> Recorded data:
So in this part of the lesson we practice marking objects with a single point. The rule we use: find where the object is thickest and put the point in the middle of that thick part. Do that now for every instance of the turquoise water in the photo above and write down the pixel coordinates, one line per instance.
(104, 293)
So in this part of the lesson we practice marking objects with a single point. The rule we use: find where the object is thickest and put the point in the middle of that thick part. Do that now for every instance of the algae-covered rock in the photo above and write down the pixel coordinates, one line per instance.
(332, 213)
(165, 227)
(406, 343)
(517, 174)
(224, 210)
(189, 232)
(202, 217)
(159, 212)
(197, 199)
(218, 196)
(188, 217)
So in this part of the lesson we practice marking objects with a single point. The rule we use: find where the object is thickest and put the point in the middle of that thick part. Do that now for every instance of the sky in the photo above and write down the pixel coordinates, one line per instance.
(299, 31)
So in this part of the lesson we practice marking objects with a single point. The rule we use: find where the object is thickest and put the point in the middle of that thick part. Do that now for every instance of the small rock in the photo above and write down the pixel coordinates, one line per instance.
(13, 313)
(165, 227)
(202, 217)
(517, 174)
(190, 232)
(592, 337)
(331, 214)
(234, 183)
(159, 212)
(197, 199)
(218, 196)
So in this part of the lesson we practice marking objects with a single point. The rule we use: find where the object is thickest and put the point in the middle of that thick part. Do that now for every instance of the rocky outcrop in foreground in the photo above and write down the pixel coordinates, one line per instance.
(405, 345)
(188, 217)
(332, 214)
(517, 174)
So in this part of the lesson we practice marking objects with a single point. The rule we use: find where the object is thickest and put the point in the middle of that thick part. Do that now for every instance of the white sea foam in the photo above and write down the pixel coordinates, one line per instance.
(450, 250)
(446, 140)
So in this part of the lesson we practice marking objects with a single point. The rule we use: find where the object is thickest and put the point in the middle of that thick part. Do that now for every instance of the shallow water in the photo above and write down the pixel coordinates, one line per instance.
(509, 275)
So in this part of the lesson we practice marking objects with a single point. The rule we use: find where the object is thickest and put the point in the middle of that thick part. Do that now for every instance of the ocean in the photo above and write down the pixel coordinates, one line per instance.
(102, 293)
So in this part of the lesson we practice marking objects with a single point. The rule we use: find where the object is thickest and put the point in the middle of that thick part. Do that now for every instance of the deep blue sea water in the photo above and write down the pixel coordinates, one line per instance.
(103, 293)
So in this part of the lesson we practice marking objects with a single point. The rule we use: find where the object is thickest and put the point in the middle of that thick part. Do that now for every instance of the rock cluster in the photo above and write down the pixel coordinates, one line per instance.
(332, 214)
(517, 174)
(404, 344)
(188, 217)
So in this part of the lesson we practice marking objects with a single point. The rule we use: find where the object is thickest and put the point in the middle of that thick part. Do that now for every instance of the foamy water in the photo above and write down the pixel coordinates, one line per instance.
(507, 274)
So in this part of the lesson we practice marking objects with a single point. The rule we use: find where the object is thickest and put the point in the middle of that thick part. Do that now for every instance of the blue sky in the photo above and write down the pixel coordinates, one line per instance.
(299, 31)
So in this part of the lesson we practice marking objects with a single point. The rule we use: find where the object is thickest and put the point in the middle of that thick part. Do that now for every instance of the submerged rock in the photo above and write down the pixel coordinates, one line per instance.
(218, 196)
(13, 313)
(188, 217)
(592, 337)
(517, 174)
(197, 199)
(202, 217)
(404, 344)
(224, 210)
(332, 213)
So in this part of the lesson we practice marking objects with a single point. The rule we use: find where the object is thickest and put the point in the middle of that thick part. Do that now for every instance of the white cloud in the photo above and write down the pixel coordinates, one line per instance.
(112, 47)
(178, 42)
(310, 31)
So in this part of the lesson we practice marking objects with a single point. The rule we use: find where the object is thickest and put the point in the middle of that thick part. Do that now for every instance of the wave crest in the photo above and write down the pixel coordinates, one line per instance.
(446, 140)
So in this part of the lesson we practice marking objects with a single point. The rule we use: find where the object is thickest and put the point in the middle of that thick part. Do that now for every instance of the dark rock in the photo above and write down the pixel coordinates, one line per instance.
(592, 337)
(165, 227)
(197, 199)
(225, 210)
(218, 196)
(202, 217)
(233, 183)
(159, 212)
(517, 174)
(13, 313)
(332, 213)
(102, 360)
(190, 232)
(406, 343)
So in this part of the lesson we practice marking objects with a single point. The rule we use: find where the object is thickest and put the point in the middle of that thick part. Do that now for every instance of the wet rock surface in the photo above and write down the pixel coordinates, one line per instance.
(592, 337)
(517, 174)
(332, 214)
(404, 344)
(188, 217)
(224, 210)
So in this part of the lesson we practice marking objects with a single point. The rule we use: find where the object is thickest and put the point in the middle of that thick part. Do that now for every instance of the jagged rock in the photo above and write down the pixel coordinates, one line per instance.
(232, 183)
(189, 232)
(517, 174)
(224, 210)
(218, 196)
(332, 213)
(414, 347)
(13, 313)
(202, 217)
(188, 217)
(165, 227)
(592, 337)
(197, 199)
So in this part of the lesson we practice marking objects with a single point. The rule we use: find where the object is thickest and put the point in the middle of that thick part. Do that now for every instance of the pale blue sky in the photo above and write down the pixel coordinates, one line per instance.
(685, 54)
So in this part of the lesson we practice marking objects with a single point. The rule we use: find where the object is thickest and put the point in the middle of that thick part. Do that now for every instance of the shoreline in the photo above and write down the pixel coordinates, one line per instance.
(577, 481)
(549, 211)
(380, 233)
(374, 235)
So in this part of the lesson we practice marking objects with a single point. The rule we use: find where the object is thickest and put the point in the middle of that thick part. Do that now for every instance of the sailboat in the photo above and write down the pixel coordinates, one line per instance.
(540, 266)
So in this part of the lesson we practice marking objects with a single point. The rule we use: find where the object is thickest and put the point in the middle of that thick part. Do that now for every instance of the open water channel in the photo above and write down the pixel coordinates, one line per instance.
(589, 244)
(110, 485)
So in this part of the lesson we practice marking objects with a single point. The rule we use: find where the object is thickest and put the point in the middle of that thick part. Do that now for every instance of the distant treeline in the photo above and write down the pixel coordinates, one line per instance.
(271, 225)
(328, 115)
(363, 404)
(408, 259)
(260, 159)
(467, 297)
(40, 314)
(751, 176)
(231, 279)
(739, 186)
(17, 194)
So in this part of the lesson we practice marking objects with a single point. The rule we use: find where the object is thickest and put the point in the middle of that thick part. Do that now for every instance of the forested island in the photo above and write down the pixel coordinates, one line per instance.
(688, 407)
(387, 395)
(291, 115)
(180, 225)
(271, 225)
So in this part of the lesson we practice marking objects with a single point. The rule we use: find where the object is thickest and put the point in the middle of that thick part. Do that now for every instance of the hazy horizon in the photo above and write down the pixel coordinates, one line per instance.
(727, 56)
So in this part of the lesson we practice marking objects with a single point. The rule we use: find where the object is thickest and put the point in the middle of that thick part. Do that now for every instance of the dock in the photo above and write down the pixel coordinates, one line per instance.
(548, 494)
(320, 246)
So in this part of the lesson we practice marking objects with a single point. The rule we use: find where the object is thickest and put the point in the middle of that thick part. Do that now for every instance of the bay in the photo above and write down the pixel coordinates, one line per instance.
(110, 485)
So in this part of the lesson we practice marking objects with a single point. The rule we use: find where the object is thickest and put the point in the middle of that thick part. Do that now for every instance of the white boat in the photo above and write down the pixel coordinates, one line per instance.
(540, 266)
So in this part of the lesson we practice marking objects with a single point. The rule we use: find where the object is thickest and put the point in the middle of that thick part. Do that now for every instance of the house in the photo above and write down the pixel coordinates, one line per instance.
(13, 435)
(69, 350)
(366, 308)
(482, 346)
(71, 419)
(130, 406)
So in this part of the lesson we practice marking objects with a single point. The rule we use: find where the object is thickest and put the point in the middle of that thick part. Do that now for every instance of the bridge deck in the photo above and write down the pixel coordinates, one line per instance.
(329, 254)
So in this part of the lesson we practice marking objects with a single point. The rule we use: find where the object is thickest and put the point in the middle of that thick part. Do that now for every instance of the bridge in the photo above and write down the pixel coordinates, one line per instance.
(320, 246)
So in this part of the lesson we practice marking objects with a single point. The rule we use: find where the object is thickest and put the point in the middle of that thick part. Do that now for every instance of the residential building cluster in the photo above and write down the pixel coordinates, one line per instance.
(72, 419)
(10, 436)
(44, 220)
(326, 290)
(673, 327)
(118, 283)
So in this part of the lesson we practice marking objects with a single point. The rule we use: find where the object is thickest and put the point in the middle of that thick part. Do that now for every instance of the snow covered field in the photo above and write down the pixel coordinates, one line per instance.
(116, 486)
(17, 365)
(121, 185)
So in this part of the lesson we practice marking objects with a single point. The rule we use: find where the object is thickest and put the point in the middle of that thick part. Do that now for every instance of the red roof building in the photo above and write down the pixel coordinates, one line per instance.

--

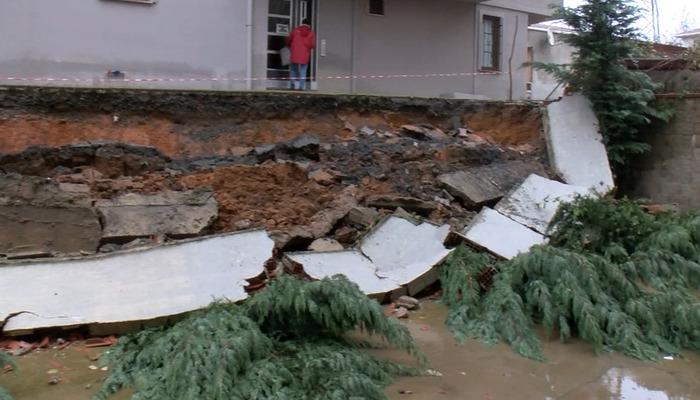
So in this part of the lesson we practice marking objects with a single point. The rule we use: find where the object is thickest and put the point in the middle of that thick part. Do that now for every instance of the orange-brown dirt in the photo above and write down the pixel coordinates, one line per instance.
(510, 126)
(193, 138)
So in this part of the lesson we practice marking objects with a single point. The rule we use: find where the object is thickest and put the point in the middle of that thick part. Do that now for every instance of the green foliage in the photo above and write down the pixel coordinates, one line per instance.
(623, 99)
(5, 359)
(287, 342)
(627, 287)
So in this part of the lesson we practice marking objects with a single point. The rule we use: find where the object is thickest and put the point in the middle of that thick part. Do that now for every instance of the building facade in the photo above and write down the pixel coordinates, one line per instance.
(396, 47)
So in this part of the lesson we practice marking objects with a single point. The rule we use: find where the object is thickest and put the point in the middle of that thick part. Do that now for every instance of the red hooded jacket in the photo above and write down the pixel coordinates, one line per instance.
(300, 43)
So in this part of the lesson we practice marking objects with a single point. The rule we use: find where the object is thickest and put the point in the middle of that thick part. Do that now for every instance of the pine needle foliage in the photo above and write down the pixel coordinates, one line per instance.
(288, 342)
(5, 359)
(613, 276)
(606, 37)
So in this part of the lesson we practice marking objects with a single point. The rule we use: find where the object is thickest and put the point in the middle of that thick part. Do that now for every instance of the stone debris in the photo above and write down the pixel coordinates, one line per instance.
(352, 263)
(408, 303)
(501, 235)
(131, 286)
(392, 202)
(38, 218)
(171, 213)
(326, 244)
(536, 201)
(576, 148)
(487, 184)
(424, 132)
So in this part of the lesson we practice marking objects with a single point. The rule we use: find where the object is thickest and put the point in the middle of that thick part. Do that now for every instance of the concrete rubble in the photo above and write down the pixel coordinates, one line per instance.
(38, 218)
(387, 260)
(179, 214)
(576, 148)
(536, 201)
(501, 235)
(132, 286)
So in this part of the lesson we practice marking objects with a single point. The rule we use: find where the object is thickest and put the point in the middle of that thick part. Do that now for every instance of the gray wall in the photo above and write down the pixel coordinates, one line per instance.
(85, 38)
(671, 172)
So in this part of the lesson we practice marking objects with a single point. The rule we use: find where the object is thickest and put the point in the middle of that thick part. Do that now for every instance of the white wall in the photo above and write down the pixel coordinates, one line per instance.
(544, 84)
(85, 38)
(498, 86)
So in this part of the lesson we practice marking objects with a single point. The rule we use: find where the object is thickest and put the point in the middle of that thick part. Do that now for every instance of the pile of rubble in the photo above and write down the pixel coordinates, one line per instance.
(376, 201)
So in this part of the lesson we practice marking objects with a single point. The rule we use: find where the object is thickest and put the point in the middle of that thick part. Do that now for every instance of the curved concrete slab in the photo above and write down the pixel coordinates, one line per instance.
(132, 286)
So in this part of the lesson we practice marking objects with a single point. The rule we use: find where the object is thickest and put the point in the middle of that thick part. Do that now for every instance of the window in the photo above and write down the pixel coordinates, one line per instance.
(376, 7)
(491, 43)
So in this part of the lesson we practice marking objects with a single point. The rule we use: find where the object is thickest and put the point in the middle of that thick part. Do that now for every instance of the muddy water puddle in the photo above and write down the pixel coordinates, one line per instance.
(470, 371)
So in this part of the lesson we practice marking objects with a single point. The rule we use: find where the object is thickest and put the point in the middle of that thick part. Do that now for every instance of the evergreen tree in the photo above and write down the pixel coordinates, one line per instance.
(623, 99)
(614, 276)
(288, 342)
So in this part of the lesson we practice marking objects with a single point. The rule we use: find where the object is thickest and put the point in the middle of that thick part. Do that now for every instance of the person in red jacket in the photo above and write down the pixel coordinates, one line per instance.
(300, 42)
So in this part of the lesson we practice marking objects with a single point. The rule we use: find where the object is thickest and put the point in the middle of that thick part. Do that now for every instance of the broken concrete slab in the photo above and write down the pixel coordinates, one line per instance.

* * *

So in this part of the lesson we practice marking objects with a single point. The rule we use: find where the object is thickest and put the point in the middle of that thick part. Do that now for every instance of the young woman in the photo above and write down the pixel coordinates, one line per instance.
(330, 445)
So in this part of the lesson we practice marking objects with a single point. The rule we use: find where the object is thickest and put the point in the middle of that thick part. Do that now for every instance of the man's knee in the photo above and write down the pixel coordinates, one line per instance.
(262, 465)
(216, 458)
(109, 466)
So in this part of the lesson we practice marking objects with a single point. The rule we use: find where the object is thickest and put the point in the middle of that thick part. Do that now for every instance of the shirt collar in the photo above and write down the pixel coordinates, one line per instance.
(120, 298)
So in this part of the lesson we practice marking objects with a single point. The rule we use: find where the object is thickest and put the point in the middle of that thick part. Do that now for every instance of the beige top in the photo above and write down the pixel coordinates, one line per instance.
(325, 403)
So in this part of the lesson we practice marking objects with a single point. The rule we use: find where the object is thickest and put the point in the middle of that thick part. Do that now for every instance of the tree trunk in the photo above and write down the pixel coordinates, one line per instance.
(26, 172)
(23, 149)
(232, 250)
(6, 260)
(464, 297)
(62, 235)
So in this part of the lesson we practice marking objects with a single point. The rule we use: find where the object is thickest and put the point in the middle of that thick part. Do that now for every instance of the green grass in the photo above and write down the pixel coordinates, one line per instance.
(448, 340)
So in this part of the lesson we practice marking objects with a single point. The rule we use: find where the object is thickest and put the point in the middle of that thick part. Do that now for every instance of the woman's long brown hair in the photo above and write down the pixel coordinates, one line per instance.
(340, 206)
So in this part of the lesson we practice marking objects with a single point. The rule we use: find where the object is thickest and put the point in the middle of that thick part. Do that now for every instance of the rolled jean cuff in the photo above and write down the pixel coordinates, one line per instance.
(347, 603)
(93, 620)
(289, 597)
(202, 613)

> Work to be completed:
How many lines of the material contain the string "collar"? Matches must have the same case, and the answer should be the number alone.

> Completed task:
1